* Exercise details *
Lines in the listing under this task are to be copied exactly.

* Source information *
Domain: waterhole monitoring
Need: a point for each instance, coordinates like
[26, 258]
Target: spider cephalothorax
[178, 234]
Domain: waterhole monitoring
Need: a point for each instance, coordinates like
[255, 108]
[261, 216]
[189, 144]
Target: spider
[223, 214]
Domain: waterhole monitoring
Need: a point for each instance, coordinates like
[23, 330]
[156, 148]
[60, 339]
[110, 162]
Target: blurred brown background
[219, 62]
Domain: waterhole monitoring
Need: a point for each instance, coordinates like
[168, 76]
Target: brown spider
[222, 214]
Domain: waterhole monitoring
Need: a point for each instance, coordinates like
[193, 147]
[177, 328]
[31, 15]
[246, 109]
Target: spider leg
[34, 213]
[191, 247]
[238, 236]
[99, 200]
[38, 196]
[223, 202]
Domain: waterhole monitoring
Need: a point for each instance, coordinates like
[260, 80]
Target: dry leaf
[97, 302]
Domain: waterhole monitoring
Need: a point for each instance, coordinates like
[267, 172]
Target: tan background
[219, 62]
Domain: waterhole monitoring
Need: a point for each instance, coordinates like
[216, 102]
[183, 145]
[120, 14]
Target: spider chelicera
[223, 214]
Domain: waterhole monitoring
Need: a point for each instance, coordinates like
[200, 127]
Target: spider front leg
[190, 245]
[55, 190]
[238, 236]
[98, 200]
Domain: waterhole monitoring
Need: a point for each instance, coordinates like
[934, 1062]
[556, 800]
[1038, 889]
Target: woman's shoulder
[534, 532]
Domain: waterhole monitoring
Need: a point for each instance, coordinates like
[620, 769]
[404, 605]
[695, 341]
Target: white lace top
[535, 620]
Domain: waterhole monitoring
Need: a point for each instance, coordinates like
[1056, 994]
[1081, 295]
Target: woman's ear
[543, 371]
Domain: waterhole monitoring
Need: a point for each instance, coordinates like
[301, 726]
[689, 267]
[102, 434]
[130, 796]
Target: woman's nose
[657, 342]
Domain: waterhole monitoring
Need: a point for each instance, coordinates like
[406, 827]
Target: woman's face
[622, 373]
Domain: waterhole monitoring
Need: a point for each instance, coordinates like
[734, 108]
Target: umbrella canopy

* Reply to the task *
Domain: waterhole monitoring
Need: a point for each instance, coordinates like
[26, 258]
Target: spider cephalothorax
[178, 234]
Domain: waterhole monitoring
Need: a point for each instance, coordinates like
[255, 108]
[261, 216]
[189, 144]
Target: spider
[223, 214]
Domain: waterhole monitoring
Need: a point for each instance, coordinates like
[23, 330]
[156, 148]
[60, 339]
[110, 162]
Target: blurred brown background
[219, 62]
Domain: waterhole monitoring
Need: a point for each instance, coordinates like
[168, 76]
Target: brown spider
[222, 214]
Domain: waterhole monitoring
Need: a point for each instance, coordinates like
[193, 147]
[177, 328]
[31, 15]
[246, 109]
Target: spider leg
[34, 213]
[191, 247]
[238, 236]
[99, 200]
[38, 196]
[223, 202]
Domain: waterhole monitoring
Need: a point for each instance, coordinates like
[260, 80]
Target: dry leaf
[97, 302]
Domain: waterhole monitoring
Need: a point for each instance, coordinates like
[267, 172]
Target: tan background
[219, 62]
Domain: waterhole monitoring
Need: a point for each instance, coordinates like
[216, 102]
[183, 145]
[120, 14]
Target: spider chelicera
[223, 214]
Domain: waterhole monitoring
Need: a point for each instance, coordinates like
[200, 127]
Target: spider front leg
[190, 245]
[55, 190]
[238, 236]
[98, 200]
Domain: waterhole monitoring
Need: a point for each instance, coordinates like
[934, 1062]
[556, 800]
[1038, 889]
Target: woman's shoulder
[534, 532]
Domain: waterhole monitoring
Need: a point for each instance, coordinates like
[620, 769]
[404, 605]
[695, 341]
Target: white lace top
[535, 620]
Domain: waterhole monitoring
Need: a point for each instance, coordinates like
[1056, 994]
[1081, 295]
Target: woman's ear
[543, 371]
Domain: waterhole monitoring
Need: a point for each instance, coordinates like
[301, 726]
[689, 267]
[102, 434]
[130, 796]
Target: woman's nose
[657, 342]
Domain: waterhole monitoring
Need: a point for each instance, coordinates like
[406, 827]
Target: woman's face
[622, 373]
Domain: waterhole monitoring
Need: a point for each instance, coordinates like
[734, 108]
Target: umbrella canopy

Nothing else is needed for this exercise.